*** Opening RECORDS SUPPLIED ***
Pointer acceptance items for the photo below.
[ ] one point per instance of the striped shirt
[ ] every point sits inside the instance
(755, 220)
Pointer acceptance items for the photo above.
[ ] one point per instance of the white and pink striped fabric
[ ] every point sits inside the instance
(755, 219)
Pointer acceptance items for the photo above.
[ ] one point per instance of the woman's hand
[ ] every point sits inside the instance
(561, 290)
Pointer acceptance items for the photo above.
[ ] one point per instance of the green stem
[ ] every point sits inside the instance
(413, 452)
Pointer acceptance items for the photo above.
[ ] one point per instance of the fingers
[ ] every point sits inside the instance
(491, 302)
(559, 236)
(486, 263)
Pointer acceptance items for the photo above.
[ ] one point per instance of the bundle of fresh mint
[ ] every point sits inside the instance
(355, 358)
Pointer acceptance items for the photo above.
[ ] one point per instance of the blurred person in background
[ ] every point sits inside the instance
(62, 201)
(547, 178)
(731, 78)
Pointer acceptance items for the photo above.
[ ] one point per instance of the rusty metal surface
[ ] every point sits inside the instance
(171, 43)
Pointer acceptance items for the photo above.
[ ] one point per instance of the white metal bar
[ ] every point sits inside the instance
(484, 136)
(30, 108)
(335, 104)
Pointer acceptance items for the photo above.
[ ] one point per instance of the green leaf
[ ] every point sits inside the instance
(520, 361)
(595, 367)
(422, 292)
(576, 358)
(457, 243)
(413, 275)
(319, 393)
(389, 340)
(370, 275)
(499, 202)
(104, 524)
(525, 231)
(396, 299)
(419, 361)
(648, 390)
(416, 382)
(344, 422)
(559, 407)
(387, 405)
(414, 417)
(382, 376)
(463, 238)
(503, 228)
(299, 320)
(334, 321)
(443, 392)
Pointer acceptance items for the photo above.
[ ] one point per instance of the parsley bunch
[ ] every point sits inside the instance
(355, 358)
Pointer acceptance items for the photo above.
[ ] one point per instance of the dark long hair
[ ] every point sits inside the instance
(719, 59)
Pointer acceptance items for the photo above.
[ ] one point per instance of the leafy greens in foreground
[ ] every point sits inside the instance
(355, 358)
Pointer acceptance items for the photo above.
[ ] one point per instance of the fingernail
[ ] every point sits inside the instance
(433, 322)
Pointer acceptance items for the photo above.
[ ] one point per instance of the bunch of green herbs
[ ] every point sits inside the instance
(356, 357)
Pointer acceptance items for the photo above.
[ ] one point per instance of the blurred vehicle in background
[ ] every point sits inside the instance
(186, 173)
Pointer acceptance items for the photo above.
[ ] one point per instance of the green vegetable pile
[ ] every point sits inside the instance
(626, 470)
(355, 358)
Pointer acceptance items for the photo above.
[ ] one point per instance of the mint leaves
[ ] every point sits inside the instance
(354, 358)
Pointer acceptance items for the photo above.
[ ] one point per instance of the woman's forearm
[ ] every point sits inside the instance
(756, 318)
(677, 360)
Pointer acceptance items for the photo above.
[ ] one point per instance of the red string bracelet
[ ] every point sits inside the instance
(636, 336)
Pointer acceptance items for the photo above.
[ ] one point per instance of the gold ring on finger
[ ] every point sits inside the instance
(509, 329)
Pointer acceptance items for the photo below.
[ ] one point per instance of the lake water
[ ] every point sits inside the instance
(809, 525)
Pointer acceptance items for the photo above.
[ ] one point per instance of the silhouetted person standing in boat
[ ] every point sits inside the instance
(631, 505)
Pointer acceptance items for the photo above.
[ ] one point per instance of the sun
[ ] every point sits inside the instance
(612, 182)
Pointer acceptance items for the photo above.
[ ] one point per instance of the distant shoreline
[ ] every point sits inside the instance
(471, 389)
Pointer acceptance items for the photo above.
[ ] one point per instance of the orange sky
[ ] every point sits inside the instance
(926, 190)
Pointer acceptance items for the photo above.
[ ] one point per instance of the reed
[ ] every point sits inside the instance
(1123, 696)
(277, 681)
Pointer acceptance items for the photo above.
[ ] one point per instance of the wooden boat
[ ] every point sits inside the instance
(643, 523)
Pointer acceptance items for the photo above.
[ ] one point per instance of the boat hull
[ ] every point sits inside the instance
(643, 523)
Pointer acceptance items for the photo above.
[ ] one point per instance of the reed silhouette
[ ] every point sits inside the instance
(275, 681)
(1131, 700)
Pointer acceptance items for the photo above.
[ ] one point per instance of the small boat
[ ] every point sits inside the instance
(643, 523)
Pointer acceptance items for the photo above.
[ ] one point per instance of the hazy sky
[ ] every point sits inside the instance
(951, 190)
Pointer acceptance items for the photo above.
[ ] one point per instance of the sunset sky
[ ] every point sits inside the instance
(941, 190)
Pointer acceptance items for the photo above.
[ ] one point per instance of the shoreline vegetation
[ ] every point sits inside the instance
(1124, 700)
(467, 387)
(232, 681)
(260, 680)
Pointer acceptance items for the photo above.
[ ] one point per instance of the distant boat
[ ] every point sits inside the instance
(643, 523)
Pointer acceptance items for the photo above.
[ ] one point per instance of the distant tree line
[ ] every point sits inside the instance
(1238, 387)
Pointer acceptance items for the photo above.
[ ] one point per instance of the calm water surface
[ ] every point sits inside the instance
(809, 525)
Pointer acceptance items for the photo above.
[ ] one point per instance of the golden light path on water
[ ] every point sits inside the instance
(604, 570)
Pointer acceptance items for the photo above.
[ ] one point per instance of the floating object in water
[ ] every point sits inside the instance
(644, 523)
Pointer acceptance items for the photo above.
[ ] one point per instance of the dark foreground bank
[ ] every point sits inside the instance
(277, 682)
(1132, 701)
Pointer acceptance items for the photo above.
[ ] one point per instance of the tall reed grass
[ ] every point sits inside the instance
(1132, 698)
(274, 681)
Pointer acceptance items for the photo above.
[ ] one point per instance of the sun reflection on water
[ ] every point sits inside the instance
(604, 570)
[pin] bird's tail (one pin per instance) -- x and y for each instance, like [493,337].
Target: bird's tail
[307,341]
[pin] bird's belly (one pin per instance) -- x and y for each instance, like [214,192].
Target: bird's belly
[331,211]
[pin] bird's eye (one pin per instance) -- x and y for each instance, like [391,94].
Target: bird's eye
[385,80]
*** Closing RECORDS SUPPLIED ***
Once more, write out the entries exactly as they were written.

Pointer acceptance items for the photo below.
[ ] one point per instance of the striped shirt
[ ] every point sits inside the instance
(755, 220)
Pointer acceptance items for the photo above.
[ ] one point per instance of the white and pink striped fabric
[ ] every point sits inside the instance
(755, 219)
Pointer acceptance items for the photo above.
[ ] one point per instance of the woman's hand
[ ] every point sits inside the instance
(561, 290)
Pointer acceptance items for the photo above.
[ ] one point per instance of the green stem
[ ] every point sits inside the instance
(413, 452)
Pointer acceptance items for the photo above.
[ ] one point per instance of the fingers
[ ] every point sits inside the instance
(491, 302)
(559, 236)
(486, 263)
Pointer acceptance items for the photo above.
[ ] one point per instance of the bundle of fresh mint
[ ] every point sits inside the instance
(355, 358)
Pointer acceptance items for the photo above.
[ ] one point per instance of the blurred person in background
[ ] every point sits inside the instance
(62, 201)
(547, 178)
(731, 78)
Pointer acceptance items for the photo above.
[ ] one point per instance of the rusty metal surface
[ ] every point sits inside the instance
(171, 43)
Pointer acceptance items for the photo above.
[ ] one point per instance of the white metal bar
[ ] every point sits inside the instance
(484, 136)
(30, 108)
(335, 104)
Pointer acceptance items for the photo above.
[ ] one point per instance of the green leaf
[ ] every point sits inside the instance
(520, 361)
(595, 367)
(422, 292)
(576, 358)
(457, 243)
(413, 275)
(319, 393)
(389, 340)
(370, 275)
(499, 202)
(104, 524)
(525, 231)
(396, 299)
(419, 361)
(648, 390)
(416, 382)
(344, 422)
(559, 407)
(387, 405)
(414, 417)
(382, 376)
(463, 238)
(503, 228)
(299, 320)
(334, 321)
(443, 392)
Pointer acceptance items for the photo above.
[ ] one point per instance of the parsley bunch
[ ] every point sits inside the instance
(355, 358)
Pointer acceptance items for the photo above.
[ ] one point per instance of the dark long hair
[ ] every point sits inside the instance
(719, 59)
Pointer acceptance items for the photo above.
[ ] one point per instance of the leafy greens in foreground
[ ] every point sits inside the instance
(355, 358)
Pointer acceptance items for the photo above.
[ ] one point per instance of the fingernail
[ ] every point sits inside the instance
(433, 322)
Pointer acceptance items for the photo above.
[ ] one point per instance of the bunch of green herbs
[ ] every point sits inside the instance
(356, 357)
Pointer acceptance items for the photo above.
[ ] one point per instance of the blurred vehicle in background
[ ] every point sits inside the instance
(186, 173)
Pointer acceptance items for the photo above.
[ ] one point per instance of the green vegetable pile
[ ] every point sits inside the instance
(626, 470)
(355, 358)
Pointer acceptance items for the photo above.
[ ] one point per instance of the mint leaves
[ ] every point sits inside the instance
(354, 358)
Pointer acceptance items for the photo above.
[ ] one point per instance of the woman's forearm
[ ] every point sits inside the instance
(756, 318)
(677, 360)
Pointer acceptance items for the photo above.
[ ] one point per instance of the red string bracelet
[ ] every point sits inside the instance
(636, 336)
Pointer acceptance items for the photo above.
[ ] one point per instance of the gold ring on finger
[ ] every point sits inside the instance
(509, 329)
Pointer acceptance items for the photo below.
[ ] one point per instance of the lake water
[ ] every point sits inside the instance
(809, 525)
Pointer acceptance items for the photo above.
[ ] one point per instance of the silhouetted person standing in boat
[ ] every point sits inside the instance
(631, 505)
Pointer acceptance items for the photo above.
[ ] one point per instance of the sun
[ ] every point sits inside the instance
(612, 182)
Pointer acceptance items for the photo above.
[ ] one point per instance of the distant shoreline
[ ] every point sits inside the instance
(471, 389)
Pointer acceptance items for the photo above.
[ ] one point per instance of the orange sky
[ ] every point sits inside the instance
(926, 190)
Pointer acceptance items for the photo above.
[ ] one point per instance of the reed
[ ] every point sits inside the instance
(1123, 696)
(277, 681)
Pointer acceptance items for the photo above.
[ ] one point per instance of the wooden boat
[ ] every point sits inside the instance
(643, 523)
Pointer acceptance items for the photo above.
[ ] one point per instance of the boat hull
[ ] every point sits inside the instance
(643, 523)
Pointer acceptance items for the photo above.
[ ] one point per instance of the reed silhouette
[ ] every point sits inside the instance
(275, 681)
(1131, 700)
Pointer acceptance items for the photo above.
[ ] one point per instance of the small boat
[ ] every point sits inside the instance
(643, 523)
Pointer acceptance items for the photo above.
[ ] one point per instance of the hazy sky
[ ] every point sits inside the instance
(951, 190)
Pointer acceptance items for the photo above.
[ ] one point per instance of the sunset sky
[ ] every point sits inside the instance
(941, 190)
Pointer acceptance items for the photo above.
[ ] one point per instance of the shoreline vegetation
[ ] every point sits inside the instance
(1124, 700)
(467, 387)
(232, 681)
(260, 680)
Pointer acceptance items for the photo above.
[ ] one point per instance of the distant boat
[ ] every point sits inside the instance
(643, 523)
Pointer acceptance items for the photo above.
[ ] one point per instance of the distant tree line
[ ] every point sits inside the instance
(1238, 387)
Pointer acceptance items for the photo above.
[ ] one point per instance of the calm water surface
[ ] every point sits inside the instance
(809, 525)
Pointer acceptance items for the photo above.
[ ] one point per instance of the golden light path on water
[ ] every point sits inside the instance
(604, 570)
Pointer acceptance items for the photo above.
[ ] one point per instance of the floating object in water
[ ] every point sits inside the instance
(644, 523)
Pointer acceptance items for the photo above.
[ ] one point per instance of the dark foreground bank
[ ] every point sits inside the instance
(277, 682)
(1132, 701)
Pointer acceptance items for the photo above.
[ ] one point per instance of the tall reed grass
[ ] every point sits inside the instance
(1132, 698)
(274, 681)
Pointer acceptance items for the photo above.
[ ] one point per instance of the sun reflection on water
[ ] every point sits inside the instance
(604, 570)
[pin] bird's tail (one pin per instance) -- x and y for each instance, like [493,337].
Target: bird's tail
[307,341]
[pin] bird's belly (one pin per instance) -- x and y for each instance, like [214,192].
Target: bird's belly
[331,211]
[pin] bird's eye (one pin per instance) -- x and y for each instance, like [391,94].
Target: bird's eye
[385,80]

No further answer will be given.